ACTIVITY: From the entries below, please output exactly the lines starting at the one containing "Pass the picture above and point out the window, giving" and ending at the one containing "Pass the picture above and point out the toilet lid, giving", both included.

+ + + + +

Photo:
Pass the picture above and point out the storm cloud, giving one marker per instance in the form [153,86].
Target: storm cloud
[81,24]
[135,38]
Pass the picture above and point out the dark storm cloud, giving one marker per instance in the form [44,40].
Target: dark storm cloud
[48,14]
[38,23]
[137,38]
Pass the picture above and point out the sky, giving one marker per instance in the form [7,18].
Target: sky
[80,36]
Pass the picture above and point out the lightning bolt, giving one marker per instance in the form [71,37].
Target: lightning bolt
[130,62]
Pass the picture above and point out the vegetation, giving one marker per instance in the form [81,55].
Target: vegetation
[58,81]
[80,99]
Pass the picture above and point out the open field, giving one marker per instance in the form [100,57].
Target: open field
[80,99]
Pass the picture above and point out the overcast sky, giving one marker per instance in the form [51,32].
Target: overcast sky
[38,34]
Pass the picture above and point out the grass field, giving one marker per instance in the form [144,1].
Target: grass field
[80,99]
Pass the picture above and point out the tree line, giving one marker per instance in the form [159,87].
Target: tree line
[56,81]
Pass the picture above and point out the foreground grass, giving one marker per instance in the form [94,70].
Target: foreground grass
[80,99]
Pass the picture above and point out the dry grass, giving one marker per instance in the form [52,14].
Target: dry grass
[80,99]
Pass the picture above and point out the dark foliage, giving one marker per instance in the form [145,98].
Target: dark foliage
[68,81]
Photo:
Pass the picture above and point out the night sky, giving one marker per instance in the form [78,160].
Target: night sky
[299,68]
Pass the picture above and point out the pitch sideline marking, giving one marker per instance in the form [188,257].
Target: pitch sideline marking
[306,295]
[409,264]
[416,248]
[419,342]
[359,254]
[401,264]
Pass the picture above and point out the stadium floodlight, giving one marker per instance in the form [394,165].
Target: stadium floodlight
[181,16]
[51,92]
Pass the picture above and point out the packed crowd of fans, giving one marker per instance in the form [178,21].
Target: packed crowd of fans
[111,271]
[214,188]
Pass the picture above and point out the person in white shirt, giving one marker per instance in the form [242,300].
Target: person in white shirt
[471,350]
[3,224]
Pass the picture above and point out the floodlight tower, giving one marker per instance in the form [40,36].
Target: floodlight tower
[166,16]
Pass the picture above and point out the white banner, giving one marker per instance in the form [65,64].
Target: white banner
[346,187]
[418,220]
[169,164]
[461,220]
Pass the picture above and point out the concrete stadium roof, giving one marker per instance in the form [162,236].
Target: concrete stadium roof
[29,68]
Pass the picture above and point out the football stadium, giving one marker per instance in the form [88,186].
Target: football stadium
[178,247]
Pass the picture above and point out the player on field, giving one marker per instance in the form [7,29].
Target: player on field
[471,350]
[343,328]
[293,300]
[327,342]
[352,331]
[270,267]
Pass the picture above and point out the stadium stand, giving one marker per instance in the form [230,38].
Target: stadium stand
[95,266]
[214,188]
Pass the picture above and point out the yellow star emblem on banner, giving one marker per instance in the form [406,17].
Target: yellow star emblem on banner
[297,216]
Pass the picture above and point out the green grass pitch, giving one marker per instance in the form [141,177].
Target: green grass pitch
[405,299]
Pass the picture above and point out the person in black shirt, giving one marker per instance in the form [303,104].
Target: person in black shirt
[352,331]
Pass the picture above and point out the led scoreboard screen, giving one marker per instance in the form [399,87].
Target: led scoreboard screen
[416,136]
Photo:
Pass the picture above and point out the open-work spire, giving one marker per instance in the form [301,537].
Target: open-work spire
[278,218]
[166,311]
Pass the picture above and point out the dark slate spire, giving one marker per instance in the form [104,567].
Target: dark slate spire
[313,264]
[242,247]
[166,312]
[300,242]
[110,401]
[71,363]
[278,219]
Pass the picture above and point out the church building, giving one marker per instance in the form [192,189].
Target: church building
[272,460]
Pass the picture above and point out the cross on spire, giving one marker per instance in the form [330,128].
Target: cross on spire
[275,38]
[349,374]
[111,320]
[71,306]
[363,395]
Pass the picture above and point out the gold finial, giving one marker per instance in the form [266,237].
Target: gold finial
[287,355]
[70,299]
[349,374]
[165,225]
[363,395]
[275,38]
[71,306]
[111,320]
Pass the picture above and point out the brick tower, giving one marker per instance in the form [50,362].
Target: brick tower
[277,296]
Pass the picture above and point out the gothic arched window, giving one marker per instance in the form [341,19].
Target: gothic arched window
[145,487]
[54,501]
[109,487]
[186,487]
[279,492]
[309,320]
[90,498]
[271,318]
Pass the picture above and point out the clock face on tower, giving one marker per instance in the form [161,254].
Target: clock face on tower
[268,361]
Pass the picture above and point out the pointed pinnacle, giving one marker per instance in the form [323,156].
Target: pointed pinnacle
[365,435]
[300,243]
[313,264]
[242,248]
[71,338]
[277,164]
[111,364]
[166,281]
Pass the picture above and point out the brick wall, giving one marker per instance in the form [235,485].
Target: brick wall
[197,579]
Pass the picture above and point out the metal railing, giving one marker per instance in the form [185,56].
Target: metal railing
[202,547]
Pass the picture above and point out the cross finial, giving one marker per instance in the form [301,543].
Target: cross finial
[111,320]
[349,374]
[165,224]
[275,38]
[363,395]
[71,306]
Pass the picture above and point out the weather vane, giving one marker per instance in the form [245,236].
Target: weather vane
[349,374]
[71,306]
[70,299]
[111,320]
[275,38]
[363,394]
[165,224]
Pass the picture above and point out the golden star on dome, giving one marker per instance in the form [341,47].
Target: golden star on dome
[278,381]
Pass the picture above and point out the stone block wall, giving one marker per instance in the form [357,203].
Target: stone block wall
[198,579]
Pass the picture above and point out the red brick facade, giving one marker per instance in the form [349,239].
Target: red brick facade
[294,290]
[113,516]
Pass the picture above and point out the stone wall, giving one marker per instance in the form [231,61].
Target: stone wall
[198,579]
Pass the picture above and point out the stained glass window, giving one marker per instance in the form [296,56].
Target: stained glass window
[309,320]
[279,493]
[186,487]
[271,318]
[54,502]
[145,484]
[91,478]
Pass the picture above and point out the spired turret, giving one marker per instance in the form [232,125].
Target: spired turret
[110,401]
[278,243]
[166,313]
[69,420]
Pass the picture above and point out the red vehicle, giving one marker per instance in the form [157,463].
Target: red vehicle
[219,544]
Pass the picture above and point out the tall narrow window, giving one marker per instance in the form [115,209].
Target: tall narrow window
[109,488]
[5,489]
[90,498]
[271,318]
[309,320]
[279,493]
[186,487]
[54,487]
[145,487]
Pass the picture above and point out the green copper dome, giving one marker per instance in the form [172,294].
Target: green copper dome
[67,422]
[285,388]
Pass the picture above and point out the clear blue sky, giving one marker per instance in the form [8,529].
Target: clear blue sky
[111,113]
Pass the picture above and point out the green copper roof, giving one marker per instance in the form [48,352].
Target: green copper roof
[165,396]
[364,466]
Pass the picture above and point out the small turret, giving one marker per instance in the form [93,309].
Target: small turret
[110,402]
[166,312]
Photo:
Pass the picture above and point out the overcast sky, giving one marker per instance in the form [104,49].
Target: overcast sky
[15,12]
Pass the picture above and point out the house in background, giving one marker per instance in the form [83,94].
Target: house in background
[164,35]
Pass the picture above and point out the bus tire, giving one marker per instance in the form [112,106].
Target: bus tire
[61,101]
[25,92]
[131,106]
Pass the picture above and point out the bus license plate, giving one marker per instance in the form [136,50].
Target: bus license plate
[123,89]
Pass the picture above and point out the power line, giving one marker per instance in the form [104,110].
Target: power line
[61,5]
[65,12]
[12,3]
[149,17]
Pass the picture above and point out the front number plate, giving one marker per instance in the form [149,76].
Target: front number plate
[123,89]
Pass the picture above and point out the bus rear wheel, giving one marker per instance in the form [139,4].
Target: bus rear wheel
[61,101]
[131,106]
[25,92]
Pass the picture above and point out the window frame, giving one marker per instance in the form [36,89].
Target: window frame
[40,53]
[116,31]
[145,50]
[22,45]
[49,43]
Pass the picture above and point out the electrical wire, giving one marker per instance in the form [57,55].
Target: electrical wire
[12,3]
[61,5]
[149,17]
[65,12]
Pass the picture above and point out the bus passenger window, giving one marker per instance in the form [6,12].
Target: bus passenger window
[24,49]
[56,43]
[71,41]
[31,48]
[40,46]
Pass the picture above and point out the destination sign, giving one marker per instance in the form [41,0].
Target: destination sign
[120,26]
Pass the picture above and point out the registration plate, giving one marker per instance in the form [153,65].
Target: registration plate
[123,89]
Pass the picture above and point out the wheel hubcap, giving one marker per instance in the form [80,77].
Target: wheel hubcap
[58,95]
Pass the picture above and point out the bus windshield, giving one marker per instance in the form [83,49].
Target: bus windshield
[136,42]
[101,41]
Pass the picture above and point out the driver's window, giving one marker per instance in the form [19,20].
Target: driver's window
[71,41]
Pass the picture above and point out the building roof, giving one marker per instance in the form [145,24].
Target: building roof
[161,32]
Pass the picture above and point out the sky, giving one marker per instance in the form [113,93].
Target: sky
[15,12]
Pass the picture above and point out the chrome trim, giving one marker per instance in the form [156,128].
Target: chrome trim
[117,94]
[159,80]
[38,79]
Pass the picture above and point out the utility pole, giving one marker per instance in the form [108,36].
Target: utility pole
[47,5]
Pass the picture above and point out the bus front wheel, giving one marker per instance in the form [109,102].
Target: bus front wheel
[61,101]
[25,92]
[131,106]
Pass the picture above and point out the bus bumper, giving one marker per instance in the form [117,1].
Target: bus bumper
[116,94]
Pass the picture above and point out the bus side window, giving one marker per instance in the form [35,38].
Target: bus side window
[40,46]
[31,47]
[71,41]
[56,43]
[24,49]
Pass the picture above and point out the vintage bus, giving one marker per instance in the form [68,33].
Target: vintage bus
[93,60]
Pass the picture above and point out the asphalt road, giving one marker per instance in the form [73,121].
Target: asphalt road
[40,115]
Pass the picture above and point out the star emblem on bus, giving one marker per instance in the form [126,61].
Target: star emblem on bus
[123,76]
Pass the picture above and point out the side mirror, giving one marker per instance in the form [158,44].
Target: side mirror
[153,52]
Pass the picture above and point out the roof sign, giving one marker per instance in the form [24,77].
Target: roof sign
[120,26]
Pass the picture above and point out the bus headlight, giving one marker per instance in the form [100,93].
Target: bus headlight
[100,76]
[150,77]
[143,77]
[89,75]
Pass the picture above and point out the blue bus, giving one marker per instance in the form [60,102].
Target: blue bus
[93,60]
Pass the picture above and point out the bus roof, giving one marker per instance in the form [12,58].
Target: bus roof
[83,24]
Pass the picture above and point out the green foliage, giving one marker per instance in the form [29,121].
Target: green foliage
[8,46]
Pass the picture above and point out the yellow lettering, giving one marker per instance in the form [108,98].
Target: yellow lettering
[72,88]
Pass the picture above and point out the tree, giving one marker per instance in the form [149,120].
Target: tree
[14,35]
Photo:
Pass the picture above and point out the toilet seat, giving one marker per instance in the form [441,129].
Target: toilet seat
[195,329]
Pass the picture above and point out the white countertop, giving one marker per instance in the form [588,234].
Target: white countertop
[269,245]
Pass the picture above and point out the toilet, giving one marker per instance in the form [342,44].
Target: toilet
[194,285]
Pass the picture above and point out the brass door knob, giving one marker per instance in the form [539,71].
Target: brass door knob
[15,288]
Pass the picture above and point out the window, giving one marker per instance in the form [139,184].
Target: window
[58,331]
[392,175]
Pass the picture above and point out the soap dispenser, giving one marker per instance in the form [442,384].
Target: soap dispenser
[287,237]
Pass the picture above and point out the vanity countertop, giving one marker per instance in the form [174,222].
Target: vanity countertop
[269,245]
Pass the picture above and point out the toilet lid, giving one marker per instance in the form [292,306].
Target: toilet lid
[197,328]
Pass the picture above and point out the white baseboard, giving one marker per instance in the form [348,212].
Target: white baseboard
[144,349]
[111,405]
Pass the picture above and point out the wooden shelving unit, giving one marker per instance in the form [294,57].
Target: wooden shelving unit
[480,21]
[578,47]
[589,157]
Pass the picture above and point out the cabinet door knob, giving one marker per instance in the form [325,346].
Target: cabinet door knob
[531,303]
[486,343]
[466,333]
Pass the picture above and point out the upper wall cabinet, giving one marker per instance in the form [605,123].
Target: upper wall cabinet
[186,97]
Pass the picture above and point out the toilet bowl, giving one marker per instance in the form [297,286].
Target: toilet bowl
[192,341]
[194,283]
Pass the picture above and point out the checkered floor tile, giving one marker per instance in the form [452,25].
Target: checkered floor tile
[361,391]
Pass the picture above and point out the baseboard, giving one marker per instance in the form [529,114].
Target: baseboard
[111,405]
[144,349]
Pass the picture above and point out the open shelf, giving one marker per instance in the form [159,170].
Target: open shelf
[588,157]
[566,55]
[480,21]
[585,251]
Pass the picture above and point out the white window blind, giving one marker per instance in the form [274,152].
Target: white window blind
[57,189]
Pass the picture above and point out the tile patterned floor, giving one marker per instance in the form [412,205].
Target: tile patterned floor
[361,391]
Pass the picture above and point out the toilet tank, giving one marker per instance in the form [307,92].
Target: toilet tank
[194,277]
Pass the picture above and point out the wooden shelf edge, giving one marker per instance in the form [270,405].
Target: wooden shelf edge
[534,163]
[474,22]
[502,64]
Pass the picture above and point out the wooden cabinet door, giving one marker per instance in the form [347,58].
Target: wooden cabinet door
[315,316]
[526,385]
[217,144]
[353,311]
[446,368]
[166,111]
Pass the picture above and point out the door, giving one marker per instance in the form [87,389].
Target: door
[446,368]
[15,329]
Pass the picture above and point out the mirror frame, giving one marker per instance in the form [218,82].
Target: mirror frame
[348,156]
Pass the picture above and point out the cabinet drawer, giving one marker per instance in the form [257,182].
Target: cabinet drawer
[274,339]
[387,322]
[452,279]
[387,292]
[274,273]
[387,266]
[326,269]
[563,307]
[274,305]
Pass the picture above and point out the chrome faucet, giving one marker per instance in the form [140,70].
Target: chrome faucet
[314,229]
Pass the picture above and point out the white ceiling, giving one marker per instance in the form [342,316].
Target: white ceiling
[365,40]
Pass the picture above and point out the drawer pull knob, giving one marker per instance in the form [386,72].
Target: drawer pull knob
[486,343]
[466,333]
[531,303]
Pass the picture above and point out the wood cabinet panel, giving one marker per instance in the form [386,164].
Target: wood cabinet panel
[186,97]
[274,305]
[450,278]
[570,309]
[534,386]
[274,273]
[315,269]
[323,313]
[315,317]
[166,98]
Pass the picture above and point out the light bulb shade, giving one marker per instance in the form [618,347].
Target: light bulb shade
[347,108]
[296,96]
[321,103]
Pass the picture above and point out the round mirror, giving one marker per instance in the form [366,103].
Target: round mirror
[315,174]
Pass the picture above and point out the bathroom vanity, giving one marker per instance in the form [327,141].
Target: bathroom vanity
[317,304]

+ + + + +

ANSWER TO THIS PROBLEM:
Pass the picture above and point out the window, giving one marker per instance in the form [139,184].
Target: window
[58,331]
[392,175]
Pass the picture above and point out the soap dispenser, giving one marker per instance in the form [442,384].
Target: soap dispenser
[287,237]
Pass the picture above and point out the vanity countertop, giving one marker per instance in the form [174,222].
Target: vanity countertop
[269,245]
Pass the picture above and point out the toilet lid, giving one marker per instance in the form [292,306].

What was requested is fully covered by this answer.